#### Task requirements:
Which lines of the data include the string "slice"? List them all.

---- Supplied data

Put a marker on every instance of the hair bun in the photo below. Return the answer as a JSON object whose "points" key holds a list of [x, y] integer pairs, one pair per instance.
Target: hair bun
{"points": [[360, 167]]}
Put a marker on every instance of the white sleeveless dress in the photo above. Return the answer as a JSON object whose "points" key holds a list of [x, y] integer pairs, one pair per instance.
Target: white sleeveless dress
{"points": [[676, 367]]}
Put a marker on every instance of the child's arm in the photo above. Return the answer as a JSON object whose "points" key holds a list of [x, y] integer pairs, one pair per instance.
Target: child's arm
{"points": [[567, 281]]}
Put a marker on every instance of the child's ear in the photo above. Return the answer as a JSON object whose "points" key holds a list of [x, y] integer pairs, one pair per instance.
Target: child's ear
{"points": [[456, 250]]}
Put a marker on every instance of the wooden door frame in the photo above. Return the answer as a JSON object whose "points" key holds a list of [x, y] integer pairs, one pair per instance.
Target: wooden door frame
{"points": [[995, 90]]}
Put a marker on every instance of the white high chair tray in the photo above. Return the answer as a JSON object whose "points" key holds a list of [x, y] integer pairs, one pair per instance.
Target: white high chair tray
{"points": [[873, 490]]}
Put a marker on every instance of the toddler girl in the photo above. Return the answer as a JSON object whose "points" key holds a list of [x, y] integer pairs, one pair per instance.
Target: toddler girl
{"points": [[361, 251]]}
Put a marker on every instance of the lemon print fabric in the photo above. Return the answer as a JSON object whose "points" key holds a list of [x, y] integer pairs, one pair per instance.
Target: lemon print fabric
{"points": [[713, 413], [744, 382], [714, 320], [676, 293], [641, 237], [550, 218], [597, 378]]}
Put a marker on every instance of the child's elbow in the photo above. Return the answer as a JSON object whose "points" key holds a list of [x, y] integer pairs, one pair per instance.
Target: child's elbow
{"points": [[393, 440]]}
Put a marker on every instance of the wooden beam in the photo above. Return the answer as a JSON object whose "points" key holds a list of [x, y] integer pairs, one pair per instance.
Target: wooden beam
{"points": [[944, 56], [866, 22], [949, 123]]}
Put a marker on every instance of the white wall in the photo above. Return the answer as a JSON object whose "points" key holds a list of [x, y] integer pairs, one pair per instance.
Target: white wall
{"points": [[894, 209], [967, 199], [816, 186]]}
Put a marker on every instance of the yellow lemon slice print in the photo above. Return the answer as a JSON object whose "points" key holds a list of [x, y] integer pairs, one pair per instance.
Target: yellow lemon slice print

--------

#### Expected output:
Put a marker on every instance of the yellow lemon slice print in the photo above. Return the answer as a JSON object whose "points" key holds a list of [x, y] integer pairs, one pair per instance.
Target: yellow lemon slice print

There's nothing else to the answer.